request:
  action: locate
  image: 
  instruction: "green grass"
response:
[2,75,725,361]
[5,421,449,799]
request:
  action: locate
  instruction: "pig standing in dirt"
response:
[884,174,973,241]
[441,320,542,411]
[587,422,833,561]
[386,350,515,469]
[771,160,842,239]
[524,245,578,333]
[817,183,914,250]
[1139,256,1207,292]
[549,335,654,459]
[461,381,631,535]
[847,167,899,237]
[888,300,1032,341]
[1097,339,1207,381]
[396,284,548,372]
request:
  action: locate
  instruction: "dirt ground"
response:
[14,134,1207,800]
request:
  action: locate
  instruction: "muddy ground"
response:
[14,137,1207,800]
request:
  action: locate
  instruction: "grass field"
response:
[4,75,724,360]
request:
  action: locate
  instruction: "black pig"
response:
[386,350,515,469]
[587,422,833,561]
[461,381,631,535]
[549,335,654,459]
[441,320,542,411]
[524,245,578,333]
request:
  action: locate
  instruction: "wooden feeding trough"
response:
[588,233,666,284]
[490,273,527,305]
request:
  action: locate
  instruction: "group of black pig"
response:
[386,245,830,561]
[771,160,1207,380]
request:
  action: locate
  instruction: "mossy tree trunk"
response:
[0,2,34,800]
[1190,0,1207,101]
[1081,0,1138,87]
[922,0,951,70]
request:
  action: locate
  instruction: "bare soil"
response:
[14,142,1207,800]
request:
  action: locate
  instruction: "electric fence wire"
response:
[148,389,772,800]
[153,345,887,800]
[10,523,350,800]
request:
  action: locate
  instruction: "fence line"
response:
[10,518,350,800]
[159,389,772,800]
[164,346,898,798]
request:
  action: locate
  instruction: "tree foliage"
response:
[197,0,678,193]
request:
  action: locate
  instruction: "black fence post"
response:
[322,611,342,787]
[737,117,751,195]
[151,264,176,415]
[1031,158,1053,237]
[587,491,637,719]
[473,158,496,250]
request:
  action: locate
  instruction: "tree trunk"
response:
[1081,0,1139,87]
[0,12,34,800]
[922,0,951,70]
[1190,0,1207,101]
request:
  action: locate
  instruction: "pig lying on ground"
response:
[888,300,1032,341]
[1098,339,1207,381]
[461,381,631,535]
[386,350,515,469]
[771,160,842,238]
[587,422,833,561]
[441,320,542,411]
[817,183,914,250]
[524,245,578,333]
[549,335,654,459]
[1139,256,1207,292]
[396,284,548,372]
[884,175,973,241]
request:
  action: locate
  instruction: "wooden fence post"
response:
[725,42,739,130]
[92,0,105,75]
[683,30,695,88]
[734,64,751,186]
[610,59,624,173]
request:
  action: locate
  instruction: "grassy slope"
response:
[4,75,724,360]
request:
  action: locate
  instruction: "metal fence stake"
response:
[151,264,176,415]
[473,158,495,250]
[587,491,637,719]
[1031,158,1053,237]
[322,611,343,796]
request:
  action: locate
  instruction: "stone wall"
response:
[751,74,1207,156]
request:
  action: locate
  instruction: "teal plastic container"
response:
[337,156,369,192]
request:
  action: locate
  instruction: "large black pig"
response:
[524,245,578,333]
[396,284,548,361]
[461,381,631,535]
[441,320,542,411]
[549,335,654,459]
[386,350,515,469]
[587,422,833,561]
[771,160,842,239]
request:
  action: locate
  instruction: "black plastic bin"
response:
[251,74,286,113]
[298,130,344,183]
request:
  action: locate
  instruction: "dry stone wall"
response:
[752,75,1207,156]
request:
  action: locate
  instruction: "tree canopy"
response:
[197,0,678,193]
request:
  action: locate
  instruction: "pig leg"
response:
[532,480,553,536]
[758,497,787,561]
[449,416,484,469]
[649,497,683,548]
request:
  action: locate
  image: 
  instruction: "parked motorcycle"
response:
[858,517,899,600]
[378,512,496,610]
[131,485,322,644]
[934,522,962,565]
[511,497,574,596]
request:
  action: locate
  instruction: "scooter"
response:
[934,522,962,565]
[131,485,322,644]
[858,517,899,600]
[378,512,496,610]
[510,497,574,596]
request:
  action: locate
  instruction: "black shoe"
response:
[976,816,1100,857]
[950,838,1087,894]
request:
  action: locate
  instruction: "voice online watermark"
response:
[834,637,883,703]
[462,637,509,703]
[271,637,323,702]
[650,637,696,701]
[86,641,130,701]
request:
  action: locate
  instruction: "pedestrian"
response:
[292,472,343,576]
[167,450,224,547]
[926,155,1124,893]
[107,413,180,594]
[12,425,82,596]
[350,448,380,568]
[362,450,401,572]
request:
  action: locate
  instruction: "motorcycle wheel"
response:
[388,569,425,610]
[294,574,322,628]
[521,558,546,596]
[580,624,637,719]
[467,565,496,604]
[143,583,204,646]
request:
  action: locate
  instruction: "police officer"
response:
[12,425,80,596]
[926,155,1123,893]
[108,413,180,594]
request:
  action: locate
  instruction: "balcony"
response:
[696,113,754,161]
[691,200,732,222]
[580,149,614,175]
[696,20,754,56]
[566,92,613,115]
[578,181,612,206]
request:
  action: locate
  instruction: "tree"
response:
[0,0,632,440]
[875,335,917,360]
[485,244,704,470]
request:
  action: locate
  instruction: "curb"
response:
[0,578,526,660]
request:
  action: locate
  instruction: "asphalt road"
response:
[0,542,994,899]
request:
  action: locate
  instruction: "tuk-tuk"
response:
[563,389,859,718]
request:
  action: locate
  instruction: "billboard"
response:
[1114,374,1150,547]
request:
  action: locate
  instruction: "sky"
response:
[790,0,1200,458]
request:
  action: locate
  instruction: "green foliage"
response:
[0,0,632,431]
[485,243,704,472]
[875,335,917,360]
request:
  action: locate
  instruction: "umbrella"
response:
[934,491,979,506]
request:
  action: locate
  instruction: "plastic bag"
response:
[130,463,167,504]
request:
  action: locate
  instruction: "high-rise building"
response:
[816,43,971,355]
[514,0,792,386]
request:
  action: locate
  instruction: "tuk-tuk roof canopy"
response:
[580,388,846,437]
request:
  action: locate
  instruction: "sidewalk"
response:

____

### Required work
Pick out each line in the entries above that contains the word "trunk", and copy those lines.

### Reply
  instruction: "mossy tree trunk"
  instruction: "tree trunk"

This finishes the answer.